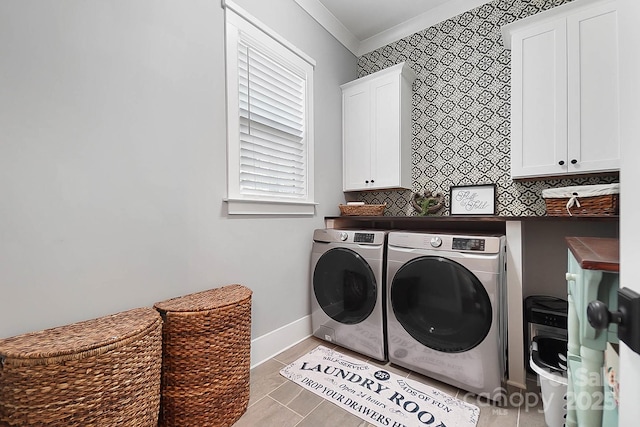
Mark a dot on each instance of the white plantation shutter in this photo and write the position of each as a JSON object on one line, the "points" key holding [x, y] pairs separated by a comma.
{"points": [[269, 115], [272, 127]]}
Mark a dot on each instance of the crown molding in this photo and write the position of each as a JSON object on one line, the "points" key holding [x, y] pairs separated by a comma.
{"points": [[359, 47]]}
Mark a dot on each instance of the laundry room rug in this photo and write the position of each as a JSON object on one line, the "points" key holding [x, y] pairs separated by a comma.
{"points": [[377, 396]]}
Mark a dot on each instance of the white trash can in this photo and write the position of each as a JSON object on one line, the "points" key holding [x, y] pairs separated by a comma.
{"points": [[549, 361]]}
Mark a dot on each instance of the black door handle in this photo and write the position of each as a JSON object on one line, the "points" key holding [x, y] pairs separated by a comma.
{"points": [[627, 317]]}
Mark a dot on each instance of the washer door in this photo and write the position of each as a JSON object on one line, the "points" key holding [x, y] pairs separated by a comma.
{"points": [[441, 304], [344, 285]]}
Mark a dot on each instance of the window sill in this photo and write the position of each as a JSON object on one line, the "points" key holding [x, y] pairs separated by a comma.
{"points": [[269, 207]]}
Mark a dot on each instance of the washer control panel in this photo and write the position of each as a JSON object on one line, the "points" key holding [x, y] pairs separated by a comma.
{"points": [[436, 242], [364, 237], [464, 244]]}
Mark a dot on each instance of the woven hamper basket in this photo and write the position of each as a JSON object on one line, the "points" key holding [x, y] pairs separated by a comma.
{"points": [[206, 357], [101, 372], [583, 200]]}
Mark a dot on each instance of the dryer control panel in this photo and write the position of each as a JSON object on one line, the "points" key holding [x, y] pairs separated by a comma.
{"points": [[364, 237], [463, 244]]}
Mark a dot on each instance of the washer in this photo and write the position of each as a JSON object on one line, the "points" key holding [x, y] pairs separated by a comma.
{"points": [[347, 289], [447, 308]]}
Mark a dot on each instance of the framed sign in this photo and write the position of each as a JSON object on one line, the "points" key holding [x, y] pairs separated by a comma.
{"points": [[473, 199]]}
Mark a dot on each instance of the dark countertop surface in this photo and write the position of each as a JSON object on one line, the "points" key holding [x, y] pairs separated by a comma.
{"points": [[596, 253]]}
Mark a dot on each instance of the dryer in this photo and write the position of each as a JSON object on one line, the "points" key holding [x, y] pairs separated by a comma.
{"points": [[446, 309], [347, 289]]}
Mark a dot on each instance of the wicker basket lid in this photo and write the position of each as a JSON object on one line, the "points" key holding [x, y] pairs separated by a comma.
{"points": [[206, 300], [98, 335], [581, 191]]}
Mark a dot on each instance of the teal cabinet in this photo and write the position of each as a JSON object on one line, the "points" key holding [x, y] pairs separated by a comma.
{"points": [[592, 275]]}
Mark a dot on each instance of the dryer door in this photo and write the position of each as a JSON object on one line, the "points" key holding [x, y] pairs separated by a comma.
{"points": [[441, 304], [344, 286]]}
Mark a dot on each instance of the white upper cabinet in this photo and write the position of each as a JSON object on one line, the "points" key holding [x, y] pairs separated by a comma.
{"points": [[564, 90], [376, 135]]}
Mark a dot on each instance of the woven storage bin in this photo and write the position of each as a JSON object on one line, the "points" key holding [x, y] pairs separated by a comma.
{"points": [[101, 372], [584, 200], [362, 210], [206, 357]]}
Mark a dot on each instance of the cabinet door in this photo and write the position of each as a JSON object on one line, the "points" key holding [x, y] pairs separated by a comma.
{"points": [[385, 132], [594, 142], [539, 101], [356, 128]]}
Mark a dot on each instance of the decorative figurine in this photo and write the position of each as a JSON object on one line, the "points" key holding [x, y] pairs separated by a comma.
{"points": [[427, 203]]}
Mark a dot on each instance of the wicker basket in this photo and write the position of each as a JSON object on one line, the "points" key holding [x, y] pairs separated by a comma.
{"points": [[362, 210], [206, 353], [586, 200], [101, 372]]}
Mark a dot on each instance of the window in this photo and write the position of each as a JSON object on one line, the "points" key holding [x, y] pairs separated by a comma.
{"points": [[269, 120]]}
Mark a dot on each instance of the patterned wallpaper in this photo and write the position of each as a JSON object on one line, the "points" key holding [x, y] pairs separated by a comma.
{"points": [[461, 110]]}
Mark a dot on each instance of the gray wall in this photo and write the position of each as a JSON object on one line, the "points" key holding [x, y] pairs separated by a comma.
{"points": [[113, 161]]}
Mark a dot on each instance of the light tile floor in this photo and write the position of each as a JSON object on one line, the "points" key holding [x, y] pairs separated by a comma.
{"points": [[276, 401]]}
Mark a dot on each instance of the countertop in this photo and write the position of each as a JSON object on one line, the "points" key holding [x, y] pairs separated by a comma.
{"points": [[596, 253]]}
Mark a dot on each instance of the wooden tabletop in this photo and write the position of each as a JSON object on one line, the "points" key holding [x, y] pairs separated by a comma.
{"points": [[596, 253]]}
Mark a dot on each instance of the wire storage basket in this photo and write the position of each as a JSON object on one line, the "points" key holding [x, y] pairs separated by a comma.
{"points": [[206, 352], [584, 200], [100, 372]]}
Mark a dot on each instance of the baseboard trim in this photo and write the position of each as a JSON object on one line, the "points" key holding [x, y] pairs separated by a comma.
{"points": [[268, 345]]}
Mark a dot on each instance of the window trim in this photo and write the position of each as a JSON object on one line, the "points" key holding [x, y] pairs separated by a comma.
{"points": [[237, 20]]}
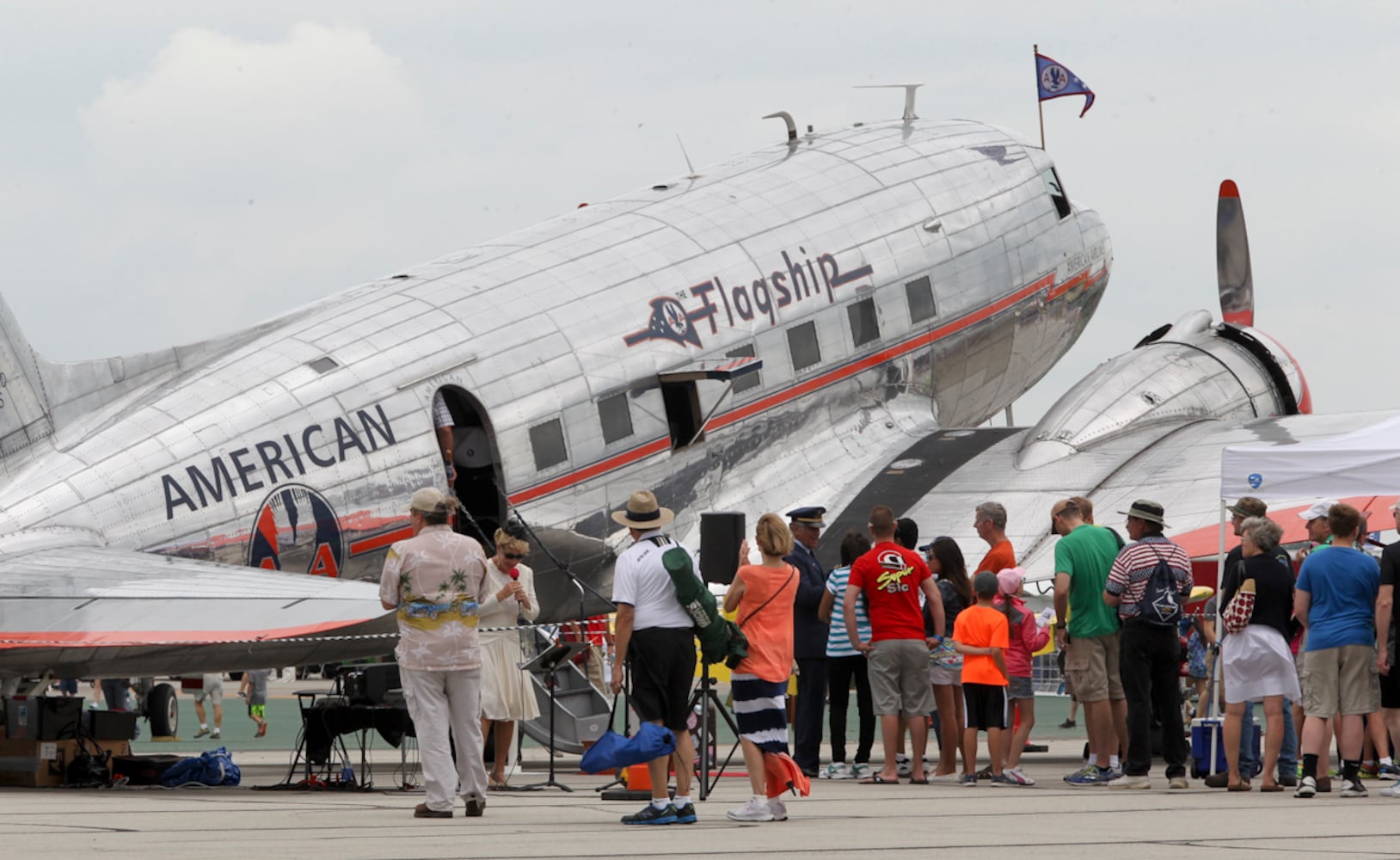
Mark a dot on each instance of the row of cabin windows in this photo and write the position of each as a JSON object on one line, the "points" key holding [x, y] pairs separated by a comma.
{"points": [[548, 439]]}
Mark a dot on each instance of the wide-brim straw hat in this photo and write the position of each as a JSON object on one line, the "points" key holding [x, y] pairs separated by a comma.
{"points": [[643, 512]]}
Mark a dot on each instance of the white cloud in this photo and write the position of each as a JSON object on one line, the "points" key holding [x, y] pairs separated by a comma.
{"points": [[214, 113]]}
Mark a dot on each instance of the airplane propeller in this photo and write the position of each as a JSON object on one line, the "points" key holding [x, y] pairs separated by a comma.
{"points": [[1237, 282]]}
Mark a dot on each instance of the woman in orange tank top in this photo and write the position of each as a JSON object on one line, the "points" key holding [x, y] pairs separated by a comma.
{"points": [[764, 597]]}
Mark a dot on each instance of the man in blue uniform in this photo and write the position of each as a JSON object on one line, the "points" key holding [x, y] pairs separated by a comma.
{"points": [[808, 639]]}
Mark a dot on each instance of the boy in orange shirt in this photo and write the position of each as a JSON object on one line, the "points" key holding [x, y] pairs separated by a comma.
{"points": [[980, 635]]}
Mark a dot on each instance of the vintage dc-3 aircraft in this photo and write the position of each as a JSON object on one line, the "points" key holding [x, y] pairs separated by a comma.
{"points": [[758, 334], [1148, 423]]}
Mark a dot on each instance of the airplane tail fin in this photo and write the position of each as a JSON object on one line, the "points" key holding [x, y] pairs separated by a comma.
{"points": [[24, 408]]}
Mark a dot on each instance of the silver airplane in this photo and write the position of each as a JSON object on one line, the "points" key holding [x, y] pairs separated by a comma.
{"points": [[755, 335], [1150, 423]]}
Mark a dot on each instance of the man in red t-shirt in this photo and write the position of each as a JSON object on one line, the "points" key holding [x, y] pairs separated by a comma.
{"points": [[891, 579]]}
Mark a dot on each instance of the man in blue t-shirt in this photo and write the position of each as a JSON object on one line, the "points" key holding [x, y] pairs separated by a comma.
{"points": [[1336, 601]]}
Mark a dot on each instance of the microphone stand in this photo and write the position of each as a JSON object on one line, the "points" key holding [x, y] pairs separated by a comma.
{"points": [[563, 569]]}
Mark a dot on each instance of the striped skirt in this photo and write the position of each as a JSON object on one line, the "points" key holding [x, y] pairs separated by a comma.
{"points": [[760, 710]]}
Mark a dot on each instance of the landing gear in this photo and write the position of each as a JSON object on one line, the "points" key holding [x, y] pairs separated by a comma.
{"points": [[163, 710]]}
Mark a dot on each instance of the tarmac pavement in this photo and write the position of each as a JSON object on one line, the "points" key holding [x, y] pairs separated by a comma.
{"points": [[840, 818]]}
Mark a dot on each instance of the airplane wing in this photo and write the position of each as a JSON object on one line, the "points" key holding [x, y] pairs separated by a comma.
{"points": [[1175, 464], [80, 610]]}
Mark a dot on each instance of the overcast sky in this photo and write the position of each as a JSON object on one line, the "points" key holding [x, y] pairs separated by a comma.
{"points": [[173, 171]]}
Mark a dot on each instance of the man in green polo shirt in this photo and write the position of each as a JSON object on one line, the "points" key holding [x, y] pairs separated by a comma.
{"points": [[1083, 559]]}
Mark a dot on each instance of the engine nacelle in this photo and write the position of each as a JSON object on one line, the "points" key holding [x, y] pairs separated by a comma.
{"points": [[1192, 370]]}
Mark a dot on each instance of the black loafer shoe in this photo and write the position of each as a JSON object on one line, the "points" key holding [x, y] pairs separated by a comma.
{"points": [[423, 811]]}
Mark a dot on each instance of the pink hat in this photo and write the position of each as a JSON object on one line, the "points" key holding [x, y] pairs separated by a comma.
{"points": [[1010, 579]]}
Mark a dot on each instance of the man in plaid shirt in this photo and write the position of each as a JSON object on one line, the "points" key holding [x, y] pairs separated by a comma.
{"points": [[1150, 653]]}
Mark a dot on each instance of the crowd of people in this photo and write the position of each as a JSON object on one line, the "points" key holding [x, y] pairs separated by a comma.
{"points": [[924, 637]]}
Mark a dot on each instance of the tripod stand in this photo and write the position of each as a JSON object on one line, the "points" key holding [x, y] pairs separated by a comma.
{"points": [[546, 663], [704, 695]]}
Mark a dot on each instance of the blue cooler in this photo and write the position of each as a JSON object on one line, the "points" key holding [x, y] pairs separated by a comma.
{"points": [[1208, 746]]}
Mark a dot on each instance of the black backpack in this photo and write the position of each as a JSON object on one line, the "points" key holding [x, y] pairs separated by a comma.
{"points": [[1161, 604]]}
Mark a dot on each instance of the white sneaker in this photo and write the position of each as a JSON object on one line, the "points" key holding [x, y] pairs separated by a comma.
{"points": [[1019, 777], [755, 810]]}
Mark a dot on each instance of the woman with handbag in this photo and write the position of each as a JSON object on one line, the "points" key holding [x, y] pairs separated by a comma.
{"points": [[507, 691], [764, 595], [1255, 648]]}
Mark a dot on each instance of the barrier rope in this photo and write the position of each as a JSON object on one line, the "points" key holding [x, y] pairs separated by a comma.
{"points": [[256, 641]]}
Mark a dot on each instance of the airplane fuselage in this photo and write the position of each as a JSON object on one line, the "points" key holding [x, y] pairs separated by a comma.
{"points": [[891, 279]]}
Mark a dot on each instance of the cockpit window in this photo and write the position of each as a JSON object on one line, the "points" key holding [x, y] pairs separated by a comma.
{"points": [[1061, 200]]}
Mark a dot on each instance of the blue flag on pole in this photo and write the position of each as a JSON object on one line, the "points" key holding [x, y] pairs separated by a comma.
{"points": [[1054, 80]]}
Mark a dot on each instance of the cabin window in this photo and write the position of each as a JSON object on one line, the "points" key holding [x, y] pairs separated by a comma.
{"points": [[864, 325], [1061, 200], [615, 416], [802, 345], [548, 441], [749, 380], [920, 294]]}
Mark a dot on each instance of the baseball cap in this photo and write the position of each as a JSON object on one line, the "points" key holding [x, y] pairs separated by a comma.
{"points": [[1010, 579], [1317, 510], [986, 584], [1248, 506]]}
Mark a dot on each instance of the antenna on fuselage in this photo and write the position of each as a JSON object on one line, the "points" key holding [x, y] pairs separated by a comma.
{"points": [[786, 118], [909, 95], [686, 156]]}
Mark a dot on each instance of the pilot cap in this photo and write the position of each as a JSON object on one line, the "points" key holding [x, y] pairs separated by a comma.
{"points": [[1317, 510], [428, 501], [807, 516]]}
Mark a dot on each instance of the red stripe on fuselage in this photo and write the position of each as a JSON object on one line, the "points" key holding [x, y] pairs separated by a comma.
{"points": [[814, 384], [40, 639], [381, 541]]}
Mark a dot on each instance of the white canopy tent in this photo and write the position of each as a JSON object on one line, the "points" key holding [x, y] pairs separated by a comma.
{"points": [[1362, 463]]}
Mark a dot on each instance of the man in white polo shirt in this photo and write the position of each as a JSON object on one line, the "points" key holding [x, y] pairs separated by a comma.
{"points": [[655, 642]]}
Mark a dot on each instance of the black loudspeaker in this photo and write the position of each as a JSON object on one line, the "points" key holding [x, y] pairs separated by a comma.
{"points": [[721, 532]]}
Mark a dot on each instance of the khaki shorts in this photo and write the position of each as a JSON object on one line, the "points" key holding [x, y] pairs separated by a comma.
{"points": [[1092, 668], [1342, 681], [899, 679]]}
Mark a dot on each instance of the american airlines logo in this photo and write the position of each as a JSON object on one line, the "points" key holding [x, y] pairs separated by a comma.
{"points": [[797, 280], [256, 465]]}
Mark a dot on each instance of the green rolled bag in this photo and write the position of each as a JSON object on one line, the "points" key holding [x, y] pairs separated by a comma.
{"points": [[721, 641]]}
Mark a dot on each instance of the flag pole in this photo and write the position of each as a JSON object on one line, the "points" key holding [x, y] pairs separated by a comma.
{"points": [[1041, 108]]}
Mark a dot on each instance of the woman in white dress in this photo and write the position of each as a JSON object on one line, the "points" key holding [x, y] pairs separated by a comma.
{"points": [[507, 694], [1257, 661]]}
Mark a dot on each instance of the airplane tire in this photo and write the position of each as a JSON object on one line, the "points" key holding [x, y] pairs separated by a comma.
{"points": [[163, 710]]}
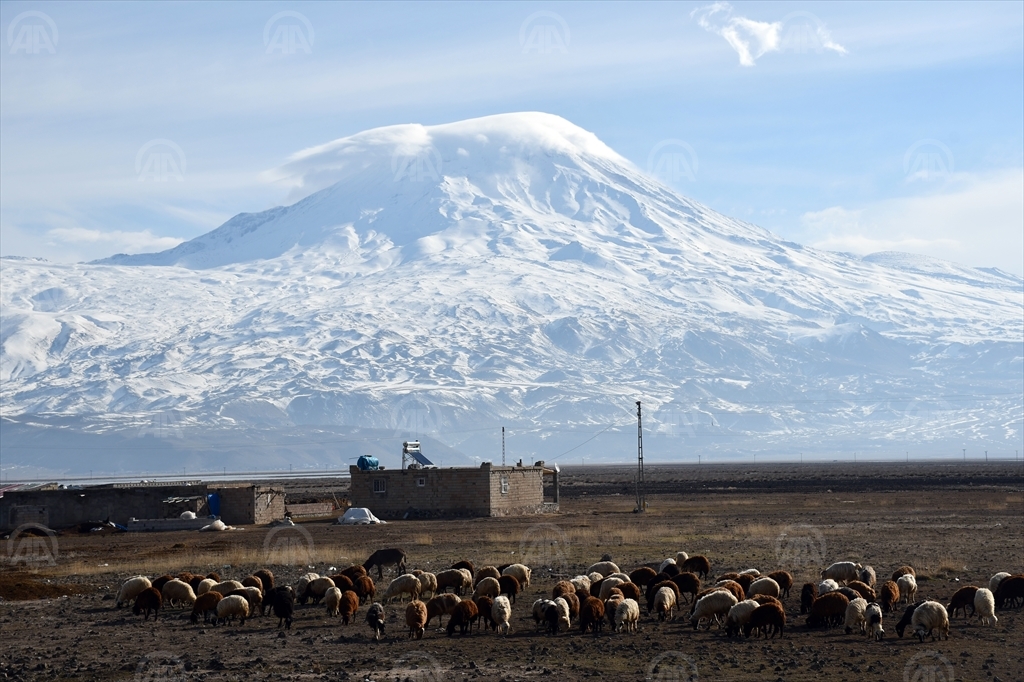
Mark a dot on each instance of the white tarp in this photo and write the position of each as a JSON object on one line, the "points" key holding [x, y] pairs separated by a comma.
{"points": [[358, 516]]}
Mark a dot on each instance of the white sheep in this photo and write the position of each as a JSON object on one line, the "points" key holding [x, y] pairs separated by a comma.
{"points": [[332, 599], [627, 615], [764, 586], [603, 567], [607, 585], [993, 582], [872, 614], [131, 588], [715, 605], [176, 592], [488, 587], [907, 585], [665, 603], [842, 571], [519, 571], [984, 606], [404, 584], [856, 615], [501, 613], [231, 606], [929, 616]]}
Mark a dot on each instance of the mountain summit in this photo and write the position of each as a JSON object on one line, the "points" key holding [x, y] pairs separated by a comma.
{"points": [[445, 281]]}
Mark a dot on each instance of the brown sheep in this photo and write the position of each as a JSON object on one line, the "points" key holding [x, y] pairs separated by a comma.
{"points": [[205, 605], [827, 610], [416, 619], [147, 600], [697, 564], [889, 596], [591, 615], [784, 580], [642, 576], [463, 616], [807, 596], [764, 619], [509, 586]]}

(The problem) Exactly the lines from the one that holds "Mark a dot on each instance of the white tarp" through the final line of the records above should be written out, and only those.

(Task output)
Mark a dot on each instance of the white tarp in this photo and write the position of each as a JSON object on one line, the "points" key holding [x, y] pairs separated by a comma.
{"points": [[358, 516]]}
Mark a dot on each instance of the white sheep in this photo and write the position of each as a JSON object on one line, the "points" key holding [x, y] pairs separated by a comma.
{"points": [[332, 599], [627, 615], [764, 586], [603, 567], [607, 585], [993, 582], [872, 614], [131, 588], [715, 605], [176, 592], [488, 587], [907, 585], [665, 603], [842, 571], [519, 571], [984, 606], [404, 584], [856, 615], [501, 613], [231, 606], [929, 616]]}
Mark a dot on each instance of the mountain summit in this photo and write the position of each as a JSON object on one line, the "points" key holding [x, y] pairs separated by a comma.
{"points": [[445, 281]]}
Mark a dot on each instance of the brown sheep in this photo and write the position of each as a JSON object on one line, the "points" key holding [x, y] pairs separated by a comma.
{"points": [[205, 605], [827, 610], [416, 619], [147, 600], [697, 564], [889, 596], [591, 615], [784, 580], [642, 576], [463, 616], [807, 596], [764, 619], [509, 586]]}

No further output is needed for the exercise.